Images for object localization:
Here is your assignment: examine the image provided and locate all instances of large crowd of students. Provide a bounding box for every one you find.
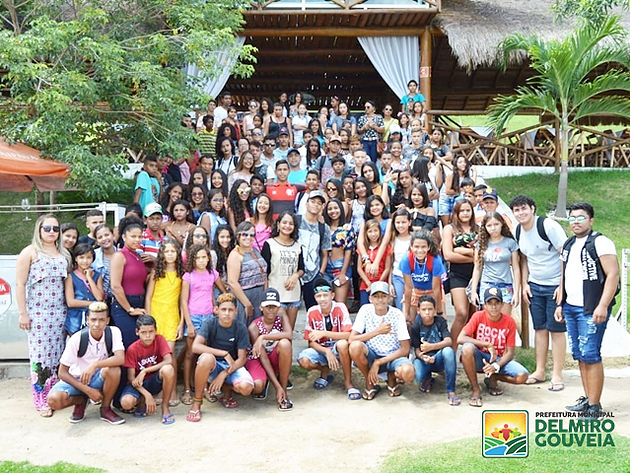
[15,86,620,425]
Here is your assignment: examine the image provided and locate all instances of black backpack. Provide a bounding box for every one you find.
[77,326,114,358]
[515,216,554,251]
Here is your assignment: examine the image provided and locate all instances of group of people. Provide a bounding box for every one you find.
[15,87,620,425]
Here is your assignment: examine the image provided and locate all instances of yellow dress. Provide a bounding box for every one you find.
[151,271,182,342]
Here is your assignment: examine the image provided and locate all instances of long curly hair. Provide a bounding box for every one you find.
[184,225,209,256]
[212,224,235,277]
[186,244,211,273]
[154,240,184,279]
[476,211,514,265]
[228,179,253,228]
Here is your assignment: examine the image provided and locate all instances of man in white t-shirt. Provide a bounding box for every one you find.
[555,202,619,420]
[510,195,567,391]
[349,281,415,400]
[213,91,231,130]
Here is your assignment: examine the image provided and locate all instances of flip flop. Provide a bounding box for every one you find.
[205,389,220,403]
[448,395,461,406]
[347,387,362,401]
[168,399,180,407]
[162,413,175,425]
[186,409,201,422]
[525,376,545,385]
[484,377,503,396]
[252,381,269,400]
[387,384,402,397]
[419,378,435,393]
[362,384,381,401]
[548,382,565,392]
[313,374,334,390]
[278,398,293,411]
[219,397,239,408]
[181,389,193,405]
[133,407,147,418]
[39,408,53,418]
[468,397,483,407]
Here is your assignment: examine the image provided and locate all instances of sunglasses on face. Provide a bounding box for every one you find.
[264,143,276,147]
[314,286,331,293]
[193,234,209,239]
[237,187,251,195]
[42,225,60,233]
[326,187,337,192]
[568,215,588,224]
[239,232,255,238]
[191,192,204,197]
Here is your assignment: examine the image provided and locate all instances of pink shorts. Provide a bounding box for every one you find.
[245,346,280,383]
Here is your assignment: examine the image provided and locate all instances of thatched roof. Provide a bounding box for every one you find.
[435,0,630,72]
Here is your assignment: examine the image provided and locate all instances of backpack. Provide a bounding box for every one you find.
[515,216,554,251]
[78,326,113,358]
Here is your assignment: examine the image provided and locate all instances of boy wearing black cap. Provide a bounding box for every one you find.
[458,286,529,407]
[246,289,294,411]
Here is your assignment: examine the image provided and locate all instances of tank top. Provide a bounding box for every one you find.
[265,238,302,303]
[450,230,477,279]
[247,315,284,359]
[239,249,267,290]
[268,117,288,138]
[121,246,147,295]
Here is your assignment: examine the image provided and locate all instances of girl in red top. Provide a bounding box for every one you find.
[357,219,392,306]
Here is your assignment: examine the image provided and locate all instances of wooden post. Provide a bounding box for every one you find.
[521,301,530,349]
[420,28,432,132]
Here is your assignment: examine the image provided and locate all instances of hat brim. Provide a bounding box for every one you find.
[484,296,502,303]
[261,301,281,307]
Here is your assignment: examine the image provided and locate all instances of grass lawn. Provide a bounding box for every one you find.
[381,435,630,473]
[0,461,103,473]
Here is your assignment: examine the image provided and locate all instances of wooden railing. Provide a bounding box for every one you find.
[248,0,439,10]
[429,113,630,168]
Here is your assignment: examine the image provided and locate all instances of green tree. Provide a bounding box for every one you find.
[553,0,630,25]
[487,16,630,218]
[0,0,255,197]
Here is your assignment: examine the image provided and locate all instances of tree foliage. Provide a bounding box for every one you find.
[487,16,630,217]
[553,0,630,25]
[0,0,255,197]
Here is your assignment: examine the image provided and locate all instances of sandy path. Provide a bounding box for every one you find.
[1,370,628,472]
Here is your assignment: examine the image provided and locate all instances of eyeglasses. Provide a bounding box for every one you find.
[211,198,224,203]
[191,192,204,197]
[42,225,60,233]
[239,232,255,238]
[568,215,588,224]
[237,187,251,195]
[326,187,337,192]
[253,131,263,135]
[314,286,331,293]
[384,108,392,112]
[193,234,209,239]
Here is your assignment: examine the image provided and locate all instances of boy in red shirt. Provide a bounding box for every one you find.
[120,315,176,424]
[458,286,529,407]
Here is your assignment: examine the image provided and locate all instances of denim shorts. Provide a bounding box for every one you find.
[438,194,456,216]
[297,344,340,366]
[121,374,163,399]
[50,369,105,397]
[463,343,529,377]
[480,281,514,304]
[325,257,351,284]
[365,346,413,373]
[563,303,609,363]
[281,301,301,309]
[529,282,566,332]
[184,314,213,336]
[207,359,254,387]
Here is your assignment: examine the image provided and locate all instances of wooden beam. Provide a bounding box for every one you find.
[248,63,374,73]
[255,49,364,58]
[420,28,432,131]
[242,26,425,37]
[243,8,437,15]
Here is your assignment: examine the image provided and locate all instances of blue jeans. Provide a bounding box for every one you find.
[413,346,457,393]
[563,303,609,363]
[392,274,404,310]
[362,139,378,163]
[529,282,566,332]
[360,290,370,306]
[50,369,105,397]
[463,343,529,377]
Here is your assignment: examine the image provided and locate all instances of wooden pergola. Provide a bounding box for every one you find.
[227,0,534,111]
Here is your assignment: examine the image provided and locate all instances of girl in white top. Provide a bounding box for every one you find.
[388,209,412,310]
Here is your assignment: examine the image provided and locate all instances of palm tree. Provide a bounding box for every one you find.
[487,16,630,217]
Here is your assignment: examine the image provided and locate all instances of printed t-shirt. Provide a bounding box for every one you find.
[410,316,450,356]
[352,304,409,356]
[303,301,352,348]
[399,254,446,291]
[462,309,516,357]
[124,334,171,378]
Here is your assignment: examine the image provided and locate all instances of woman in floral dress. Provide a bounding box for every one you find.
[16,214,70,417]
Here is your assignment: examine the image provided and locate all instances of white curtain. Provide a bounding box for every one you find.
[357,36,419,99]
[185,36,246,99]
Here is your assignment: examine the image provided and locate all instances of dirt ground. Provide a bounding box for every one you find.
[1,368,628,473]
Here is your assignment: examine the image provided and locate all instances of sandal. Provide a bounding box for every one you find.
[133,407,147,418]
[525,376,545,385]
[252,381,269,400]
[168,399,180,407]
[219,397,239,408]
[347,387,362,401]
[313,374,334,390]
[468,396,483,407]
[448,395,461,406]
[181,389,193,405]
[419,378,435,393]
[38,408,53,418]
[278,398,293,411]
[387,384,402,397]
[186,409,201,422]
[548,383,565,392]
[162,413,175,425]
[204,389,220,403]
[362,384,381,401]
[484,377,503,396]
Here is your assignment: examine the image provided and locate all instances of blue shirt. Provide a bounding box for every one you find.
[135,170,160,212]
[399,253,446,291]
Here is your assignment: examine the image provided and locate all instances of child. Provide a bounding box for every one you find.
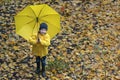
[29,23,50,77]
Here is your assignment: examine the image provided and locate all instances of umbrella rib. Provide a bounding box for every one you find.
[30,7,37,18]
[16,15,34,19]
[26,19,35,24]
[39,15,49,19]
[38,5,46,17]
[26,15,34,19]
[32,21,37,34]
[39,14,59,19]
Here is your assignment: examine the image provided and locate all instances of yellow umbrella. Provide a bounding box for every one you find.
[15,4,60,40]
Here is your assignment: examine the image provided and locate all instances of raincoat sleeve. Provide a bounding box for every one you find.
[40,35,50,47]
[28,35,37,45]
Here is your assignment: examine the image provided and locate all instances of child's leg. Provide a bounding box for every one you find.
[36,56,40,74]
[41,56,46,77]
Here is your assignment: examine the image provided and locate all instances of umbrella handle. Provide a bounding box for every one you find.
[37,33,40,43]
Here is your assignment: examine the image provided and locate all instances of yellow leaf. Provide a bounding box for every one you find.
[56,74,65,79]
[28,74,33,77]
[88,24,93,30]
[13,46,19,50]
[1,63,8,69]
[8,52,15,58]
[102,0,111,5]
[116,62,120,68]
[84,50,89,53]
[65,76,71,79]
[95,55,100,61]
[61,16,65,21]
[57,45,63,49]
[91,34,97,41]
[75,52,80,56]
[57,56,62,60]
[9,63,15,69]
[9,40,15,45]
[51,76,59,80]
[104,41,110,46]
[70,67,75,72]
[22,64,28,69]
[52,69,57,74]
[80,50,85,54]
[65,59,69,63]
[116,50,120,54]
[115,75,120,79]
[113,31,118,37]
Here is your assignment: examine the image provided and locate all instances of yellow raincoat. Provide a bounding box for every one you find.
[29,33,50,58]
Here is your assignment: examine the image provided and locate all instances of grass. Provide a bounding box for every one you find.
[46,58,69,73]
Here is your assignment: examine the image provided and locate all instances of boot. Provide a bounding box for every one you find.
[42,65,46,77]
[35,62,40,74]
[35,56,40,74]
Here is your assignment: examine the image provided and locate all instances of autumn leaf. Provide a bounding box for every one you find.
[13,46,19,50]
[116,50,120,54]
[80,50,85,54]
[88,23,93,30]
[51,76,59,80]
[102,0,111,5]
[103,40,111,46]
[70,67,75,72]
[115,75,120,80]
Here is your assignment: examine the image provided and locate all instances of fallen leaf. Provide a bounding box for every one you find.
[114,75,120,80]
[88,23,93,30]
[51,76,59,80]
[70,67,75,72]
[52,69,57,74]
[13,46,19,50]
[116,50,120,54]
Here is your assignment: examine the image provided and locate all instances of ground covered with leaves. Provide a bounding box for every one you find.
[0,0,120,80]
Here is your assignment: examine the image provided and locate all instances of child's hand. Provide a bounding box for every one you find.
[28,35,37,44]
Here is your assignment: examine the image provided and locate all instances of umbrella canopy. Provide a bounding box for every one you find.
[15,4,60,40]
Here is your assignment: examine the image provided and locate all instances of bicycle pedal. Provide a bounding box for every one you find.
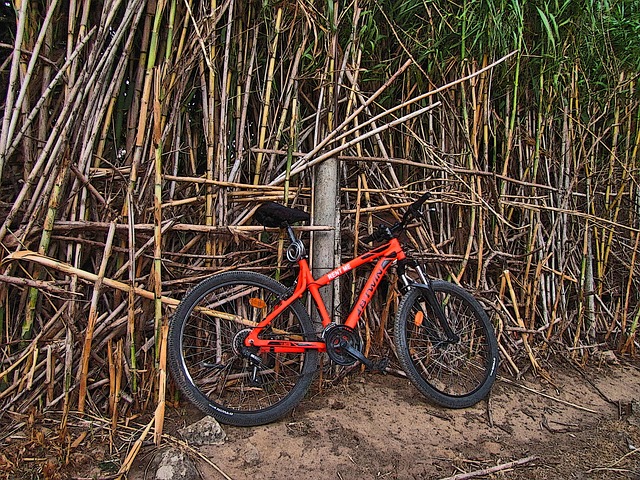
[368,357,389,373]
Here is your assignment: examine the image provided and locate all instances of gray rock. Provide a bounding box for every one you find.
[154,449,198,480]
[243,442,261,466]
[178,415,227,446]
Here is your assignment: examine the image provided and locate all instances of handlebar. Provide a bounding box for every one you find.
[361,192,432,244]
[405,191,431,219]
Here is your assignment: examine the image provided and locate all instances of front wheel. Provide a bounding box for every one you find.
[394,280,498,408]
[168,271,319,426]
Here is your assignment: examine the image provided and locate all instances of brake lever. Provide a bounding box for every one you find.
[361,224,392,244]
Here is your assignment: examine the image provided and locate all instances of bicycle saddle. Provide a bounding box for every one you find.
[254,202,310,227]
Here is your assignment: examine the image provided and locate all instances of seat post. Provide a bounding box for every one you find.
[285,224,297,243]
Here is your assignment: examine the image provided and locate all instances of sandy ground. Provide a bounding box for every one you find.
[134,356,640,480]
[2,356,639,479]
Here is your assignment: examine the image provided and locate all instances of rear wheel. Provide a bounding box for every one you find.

--

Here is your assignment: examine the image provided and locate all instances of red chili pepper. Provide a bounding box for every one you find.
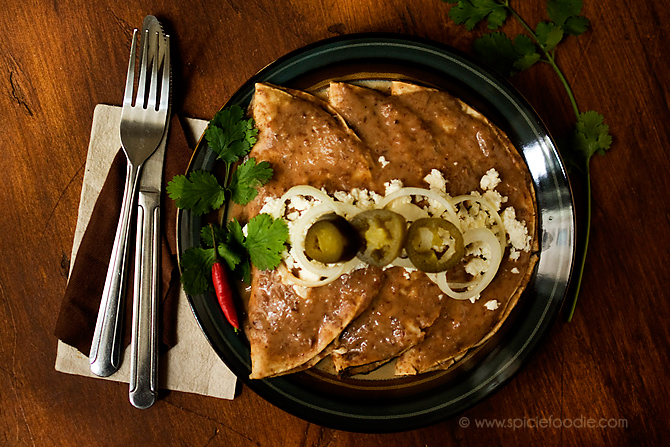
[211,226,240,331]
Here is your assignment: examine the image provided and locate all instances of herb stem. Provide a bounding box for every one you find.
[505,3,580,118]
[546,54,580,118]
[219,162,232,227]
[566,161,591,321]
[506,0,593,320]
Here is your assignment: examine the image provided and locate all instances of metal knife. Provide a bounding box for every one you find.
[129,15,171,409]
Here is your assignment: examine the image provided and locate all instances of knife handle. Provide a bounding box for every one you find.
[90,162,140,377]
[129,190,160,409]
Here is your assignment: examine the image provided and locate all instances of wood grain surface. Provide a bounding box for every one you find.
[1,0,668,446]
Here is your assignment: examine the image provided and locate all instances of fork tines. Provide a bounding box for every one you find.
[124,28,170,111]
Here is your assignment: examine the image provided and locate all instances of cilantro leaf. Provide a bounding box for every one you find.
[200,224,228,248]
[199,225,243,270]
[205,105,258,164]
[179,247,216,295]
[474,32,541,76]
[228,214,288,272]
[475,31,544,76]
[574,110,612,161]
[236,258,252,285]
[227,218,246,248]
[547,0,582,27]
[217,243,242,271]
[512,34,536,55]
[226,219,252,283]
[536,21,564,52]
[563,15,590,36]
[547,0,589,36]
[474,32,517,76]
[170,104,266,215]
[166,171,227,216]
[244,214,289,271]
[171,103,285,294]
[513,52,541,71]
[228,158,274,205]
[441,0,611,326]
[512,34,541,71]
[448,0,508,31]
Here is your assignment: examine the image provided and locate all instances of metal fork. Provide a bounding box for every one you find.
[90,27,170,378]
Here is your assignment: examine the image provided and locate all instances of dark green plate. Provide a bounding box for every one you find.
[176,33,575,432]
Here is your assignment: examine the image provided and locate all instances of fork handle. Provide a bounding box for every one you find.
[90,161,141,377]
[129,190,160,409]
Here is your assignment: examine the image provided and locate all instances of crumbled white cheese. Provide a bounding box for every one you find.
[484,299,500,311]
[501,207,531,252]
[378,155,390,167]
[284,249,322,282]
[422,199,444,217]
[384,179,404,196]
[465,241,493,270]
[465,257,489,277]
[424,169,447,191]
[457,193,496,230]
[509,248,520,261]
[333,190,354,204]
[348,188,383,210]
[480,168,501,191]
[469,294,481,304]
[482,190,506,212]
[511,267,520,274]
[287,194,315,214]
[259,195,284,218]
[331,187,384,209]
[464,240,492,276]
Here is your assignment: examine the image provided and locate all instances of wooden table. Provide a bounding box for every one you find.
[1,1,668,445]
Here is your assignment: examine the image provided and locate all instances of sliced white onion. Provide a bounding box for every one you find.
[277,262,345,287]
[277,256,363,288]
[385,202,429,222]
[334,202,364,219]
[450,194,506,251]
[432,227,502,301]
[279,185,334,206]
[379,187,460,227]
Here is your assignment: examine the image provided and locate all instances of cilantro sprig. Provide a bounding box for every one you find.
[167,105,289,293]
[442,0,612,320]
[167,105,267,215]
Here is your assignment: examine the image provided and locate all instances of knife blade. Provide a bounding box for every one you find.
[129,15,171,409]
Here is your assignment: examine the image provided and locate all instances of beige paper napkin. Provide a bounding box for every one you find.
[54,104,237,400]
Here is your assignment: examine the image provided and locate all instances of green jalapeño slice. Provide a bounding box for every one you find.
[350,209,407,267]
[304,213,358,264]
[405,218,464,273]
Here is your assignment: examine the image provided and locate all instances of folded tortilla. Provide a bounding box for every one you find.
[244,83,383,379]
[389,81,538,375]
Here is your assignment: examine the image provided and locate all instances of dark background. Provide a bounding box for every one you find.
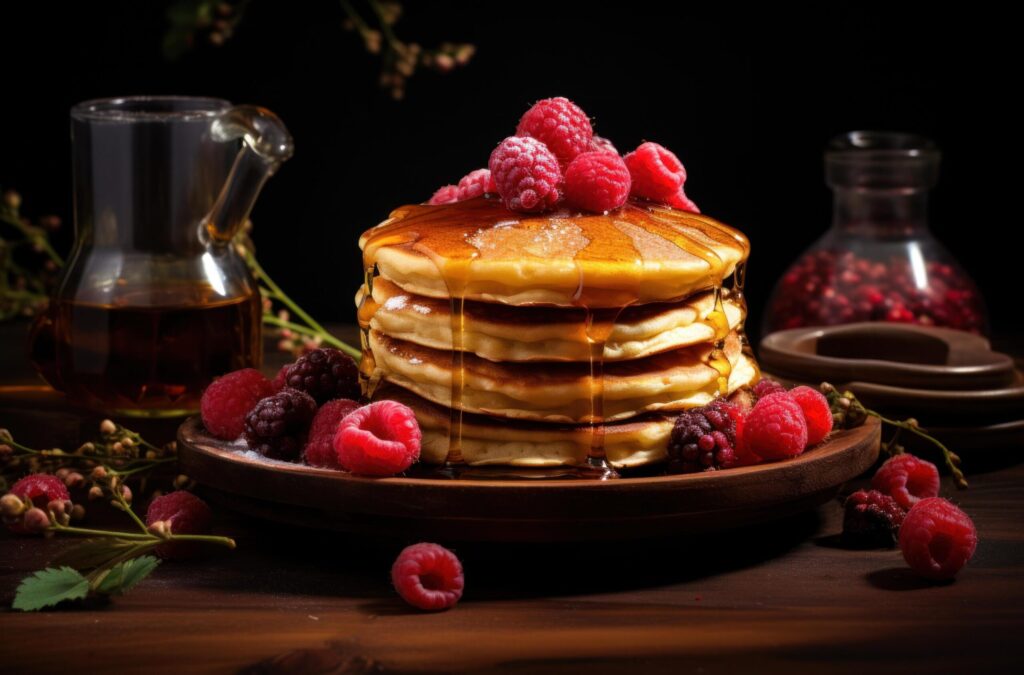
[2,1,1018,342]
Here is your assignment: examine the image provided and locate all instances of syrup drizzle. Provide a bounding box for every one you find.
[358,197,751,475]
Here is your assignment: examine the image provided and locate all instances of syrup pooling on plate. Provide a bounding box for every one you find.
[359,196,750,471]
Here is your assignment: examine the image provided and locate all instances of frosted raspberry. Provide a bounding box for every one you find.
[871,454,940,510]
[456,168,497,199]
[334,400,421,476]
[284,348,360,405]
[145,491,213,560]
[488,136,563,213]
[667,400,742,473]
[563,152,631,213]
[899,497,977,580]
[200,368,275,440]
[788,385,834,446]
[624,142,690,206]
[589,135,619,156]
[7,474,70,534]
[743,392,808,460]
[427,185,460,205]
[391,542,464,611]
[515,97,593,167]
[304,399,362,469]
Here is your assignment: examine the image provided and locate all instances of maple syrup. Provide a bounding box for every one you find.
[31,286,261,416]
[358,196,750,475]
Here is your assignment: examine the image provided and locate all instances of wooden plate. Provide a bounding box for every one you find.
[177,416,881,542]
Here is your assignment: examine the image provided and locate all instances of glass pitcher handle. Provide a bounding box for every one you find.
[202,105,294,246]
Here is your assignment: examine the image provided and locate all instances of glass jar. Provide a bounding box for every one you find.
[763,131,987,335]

--

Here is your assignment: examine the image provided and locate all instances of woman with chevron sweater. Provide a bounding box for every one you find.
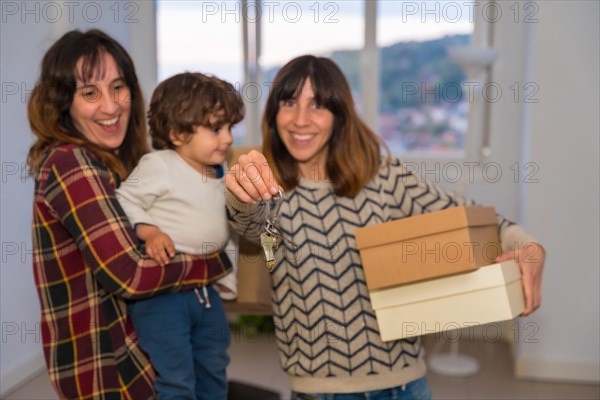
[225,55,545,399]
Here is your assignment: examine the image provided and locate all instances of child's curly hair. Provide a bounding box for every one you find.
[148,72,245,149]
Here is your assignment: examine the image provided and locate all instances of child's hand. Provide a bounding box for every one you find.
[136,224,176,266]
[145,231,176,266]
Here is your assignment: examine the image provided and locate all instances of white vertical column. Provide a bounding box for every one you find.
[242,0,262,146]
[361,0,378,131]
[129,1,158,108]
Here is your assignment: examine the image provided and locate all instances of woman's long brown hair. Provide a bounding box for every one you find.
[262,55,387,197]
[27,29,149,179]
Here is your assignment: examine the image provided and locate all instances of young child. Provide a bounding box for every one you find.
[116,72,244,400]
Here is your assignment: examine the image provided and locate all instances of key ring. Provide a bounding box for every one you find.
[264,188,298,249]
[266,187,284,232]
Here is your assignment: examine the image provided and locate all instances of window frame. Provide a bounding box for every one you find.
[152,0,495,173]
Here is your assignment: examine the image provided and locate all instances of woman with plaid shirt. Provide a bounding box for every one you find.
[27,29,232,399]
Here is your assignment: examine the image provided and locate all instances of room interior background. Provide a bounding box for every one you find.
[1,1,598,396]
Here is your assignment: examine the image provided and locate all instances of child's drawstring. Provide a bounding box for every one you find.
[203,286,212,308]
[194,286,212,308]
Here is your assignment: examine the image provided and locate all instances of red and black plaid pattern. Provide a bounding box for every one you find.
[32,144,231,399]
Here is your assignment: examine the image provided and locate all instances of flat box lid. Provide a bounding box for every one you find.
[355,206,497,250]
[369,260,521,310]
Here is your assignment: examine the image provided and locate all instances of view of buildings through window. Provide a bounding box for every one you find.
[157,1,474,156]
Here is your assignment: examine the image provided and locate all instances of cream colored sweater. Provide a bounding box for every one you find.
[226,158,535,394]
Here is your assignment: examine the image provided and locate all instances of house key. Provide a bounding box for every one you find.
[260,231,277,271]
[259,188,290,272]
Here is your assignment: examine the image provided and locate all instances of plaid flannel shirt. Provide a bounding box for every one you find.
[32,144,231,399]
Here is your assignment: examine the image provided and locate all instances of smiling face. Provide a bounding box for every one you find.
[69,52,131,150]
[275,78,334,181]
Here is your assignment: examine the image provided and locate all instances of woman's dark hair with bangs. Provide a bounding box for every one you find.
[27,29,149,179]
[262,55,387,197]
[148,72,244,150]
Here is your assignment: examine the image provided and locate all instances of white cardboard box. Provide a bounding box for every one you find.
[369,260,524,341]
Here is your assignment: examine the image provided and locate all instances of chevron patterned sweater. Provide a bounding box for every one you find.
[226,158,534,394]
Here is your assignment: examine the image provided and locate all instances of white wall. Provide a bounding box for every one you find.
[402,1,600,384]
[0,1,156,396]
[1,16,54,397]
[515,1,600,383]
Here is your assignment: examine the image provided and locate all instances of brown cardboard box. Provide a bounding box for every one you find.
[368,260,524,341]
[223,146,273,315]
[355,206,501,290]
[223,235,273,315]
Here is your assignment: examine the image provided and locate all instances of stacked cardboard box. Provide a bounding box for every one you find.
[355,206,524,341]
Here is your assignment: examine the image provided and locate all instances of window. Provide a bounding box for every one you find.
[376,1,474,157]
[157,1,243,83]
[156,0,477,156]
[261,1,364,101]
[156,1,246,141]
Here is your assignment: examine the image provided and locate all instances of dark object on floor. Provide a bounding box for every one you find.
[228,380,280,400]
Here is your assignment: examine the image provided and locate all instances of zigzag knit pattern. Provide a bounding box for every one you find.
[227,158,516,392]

> TASK: Produce only the lines from the line containing "instances of seat" through the line containing "instances of rear", inclusive of both, exactly as they stand in the entries above.

> ANSWER SPACE:
Here is your assignment: examine the image provided and locate all instances of seat post. Provide a bounding box for every one you find.
[285,224,297,243]
Here is your assignment: examine the image provided and locate all instances of sandy ground. Provide a bounding box for every one you find.
[134,356,640,480]
[2,356,639,479]
Here is your assignment: examine the image provided and locate all instances of rear wheel. Provide a bounding box for every one you find.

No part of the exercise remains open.